Point localization data:

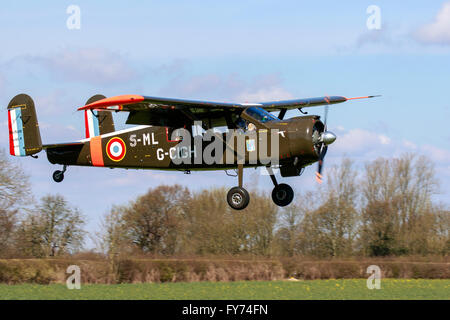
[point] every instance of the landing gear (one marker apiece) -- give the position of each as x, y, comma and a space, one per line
58, 175
238, 198
282, 194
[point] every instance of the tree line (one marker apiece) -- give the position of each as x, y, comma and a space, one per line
385, 208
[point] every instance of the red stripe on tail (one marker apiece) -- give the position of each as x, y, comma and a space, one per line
86, 123
11, 139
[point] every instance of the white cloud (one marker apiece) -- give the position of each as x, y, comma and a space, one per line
409, 145
438, 31
360, 141
93, 65
229, 87
435, 153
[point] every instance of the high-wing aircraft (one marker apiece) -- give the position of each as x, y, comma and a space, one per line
161, 137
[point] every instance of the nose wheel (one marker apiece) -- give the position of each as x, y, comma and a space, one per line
282, 194
58, 175
238, 198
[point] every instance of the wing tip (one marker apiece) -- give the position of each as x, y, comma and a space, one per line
364, 97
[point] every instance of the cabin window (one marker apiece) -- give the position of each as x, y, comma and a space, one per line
261, 115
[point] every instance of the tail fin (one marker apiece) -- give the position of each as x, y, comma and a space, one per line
98, 122
24, 135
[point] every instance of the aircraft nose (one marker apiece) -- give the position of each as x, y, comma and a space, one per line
328, 137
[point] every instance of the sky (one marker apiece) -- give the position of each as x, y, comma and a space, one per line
234, 51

> Required work
Please restate the entries word for word, with all pictures left out.

> Expected output
[point] every instance of the landing gear (one marker apiece) -- give the position of each as x, y, comma and a space, one per line
58, 175
238, 198
282, 194
[point] every instance of the tree line (one marker apiece) -- give the position of each as x, y, comma and a space, one per line
385, 208
[point] every instance of the red stripe on tail (one marker apiece) -- give the position of each as x, y, comma and a space, one per line
86, 123
11, 139
[point] every instance of the white cloud (one marker apiece) -- give the position of each as x, y, comma and a space, one per line
409, 145
438, 31
360, 141
93, 65
229, 87
435, 153
[point] every instance of the high-wing aircraft (one marker apiece) -- give the position of each as x, y, comma and a space, one per line
161, 137
[point] every instance of the nose wheel (one marker apiece) -- give the position of each as x, y, comma and a space, one per line
282, 194
58, 175
238, 198
[point] every instance of the wing tip (one marker apiece) -- give the position of each as x, y, comma and a space, one per line
364, 97
[point] every instance of the cabin window (one marker apiece) -- give the position of each as x, y, comma and a space, one per line
261, 115
[point] every instance of the tail fin (one marker apiece) -- give the position of each as x, y, comma and a space, one per line
98, 122
24, 135
[point] every instance of the aircraft nose (one marker apiece) -- give the position of each as x, y, comma and a space, one per line
328, 137
[point] every instance of the sky (one marker apiece) -- give the position of each as x, y, comma and a space, one per line
234, 51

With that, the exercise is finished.